#### Texte fourni:
_____

Livre. Un texte éclaté avec témoignages, commentaires d’un psychiatre, faits historiques ou encore citations, c’est « Trencadis », le troisième roman de Caroline Deyns. Un texte chaotique, enivrant et étourdissant pour raconter la vie et l’œuvre de Niki de Saint Phalle.
Au fil des pages chaotiques, aussi enivrantes qu’étourdissantes de « Trencadis », on est habité par la photo en noir et blanc de couverture. Une jeune femme, épaules nues, bustier blanc, un bijou rivière autour du cou. Et un visage magnétique. Niki de Saint Phalle, elle s’appelait…
Elle aurait pu opter pour une biographie. Ou encore, avec une once d’ambition supplémentaire, pour une « biographie romancée », la formule magique pour tout auteur en mal d’inspiration, voire d’imagination. Pour « Trencadis » – son troisième roman au titre aussi savoureux qu’énigmatique, Caroline Deyns a choisi le pas de côté. Le décalage pour mieux aborder le débordement.
A la lecture de son livre enthousiasmant et vertigineux, on se dit que, oui, c’est une évidence, il n’y avait pas d’autre façon littéraire d’aborder la vie et l’œuvre de Niki de Saint Phalle, née Catherine Marie-Agnès de Saint Phalle le 29 juillet 1930 à Neuilly-sur-Seine (immédiate banlieue ouest de Paris), morte le 21 mai 2002 à La Jolla, Californie.

_____

#### Données fournies:
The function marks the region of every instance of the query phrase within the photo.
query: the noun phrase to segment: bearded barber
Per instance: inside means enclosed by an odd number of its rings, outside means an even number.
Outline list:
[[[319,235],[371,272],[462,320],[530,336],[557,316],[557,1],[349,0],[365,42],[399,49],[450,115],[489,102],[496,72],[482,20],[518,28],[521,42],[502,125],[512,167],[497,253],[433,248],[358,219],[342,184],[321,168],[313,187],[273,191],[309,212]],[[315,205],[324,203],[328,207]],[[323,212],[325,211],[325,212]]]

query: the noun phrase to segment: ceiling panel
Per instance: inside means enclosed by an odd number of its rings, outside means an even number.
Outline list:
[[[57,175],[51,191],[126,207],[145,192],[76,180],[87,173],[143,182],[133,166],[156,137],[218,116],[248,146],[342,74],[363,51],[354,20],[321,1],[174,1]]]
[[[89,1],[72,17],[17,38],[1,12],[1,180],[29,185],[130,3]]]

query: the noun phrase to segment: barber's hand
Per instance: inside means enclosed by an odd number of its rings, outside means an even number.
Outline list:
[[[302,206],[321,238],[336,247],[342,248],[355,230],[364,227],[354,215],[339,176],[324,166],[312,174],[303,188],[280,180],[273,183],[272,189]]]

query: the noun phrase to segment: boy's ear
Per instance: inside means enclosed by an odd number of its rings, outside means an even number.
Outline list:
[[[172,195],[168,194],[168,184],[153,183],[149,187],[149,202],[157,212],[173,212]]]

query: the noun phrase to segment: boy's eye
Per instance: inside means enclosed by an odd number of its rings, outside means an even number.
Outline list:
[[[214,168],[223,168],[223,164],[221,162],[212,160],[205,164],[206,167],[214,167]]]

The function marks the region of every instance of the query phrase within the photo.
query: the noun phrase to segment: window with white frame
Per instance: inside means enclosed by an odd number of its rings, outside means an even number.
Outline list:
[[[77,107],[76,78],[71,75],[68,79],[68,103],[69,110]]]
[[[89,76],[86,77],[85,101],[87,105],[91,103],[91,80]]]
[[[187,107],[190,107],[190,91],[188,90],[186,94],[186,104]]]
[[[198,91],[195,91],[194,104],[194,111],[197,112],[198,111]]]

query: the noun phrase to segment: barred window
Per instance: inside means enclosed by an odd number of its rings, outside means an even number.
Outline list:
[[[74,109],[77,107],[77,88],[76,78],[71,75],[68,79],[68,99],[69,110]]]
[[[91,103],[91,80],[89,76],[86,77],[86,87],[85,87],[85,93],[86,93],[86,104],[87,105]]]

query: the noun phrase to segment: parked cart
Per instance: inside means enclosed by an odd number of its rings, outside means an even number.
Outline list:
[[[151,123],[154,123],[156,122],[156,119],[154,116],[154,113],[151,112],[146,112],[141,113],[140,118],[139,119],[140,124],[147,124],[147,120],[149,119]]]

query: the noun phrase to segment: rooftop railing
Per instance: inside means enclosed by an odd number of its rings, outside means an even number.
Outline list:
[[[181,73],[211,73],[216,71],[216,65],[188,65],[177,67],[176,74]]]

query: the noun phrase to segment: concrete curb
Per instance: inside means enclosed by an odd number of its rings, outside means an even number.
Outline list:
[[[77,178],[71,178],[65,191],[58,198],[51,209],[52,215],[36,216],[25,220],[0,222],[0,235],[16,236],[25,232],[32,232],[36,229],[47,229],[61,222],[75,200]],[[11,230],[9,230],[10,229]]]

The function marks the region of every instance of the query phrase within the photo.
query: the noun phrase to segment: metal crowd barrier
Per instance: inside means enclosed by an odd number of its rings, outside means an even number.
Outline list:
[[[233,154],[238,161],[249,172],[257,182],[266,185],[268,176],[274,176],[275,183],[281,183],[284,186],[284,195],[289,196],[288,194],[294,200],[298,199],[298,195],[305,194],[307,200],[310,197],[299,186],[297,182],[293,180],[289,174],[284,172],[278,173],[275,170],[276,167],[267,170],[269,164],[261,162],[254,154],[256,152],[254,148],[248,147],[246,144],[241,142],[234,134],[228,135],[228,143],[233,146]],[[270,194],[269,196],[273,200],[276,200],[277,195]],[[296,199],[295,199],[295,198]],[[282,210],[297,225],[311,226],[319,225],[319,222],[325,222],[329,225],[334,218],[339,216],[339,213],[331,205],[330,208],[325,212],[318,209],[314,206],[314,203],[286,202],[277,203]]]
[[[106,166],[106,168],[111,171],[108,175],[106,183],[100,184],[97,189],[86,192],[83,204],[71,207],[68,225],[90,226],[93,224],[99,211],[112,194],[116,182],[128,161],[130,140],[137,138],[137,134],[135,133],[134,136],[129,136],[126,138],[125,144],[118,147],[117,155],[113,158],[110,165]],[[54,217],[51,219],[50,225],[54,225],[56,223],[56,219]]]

_____

#### Problème posé 1:
Traduisez en anglais cette phrase du texte sur « Trencadis » : « Au fil des pages chaotiques, aussi enivrantes qu’étourdissantes de « Trencadis », on est habité par la photo en noir et blanc de couverture. »
#### Problème posé 2:
Poursuivez le texte sur « Trencadis » à partir de sa dernière phrase.
Les lignes forment un ensemble à part, indépendant du texte sur « Trencadis ».

#### Réponse 1:
Throughout the chaotic pages of "Trencadis," as intoxicating as they are dizzying, one is haunted by the black-and-white cover photo.

#### Réponse 2:
« Avant d’entreprendre ce projet, à part ses Nanas, j’ignorais tout de Niki de Saint Phalle », confesse Caroline Deyns dont le précédent roman, « Perdu, le jour où nous n’avons pas dansé » (2015) évoquait la danseuse Isadora Duncan. Encore Caroline Deyns : « Mon premier désir d’écriture a germé lors d’une visite au MAMAC, le Musée d’art moderne et contemporain de Nice. J’y ai découvert un visage d’une beauté et d’une mélancolie saisissantes et des œuvres de jeunesse douloureuses, très éloignées de la gaieté carnavalesque des « Nanas ». Cette distorsion dans mes propres représentations a suscité ma curiosité et j’ai voulu aussitôt en apprendre davantage sur la complexité de son parcours artistique ». Au cours de cette visite, la romancière dit aussi, avec le recul, que « le personnage a su faire du gringue à mon imagination, et combien l’envie a été forte de porter haut ses combats qui sont aussi les miens, les nôtres en tant que femmes ».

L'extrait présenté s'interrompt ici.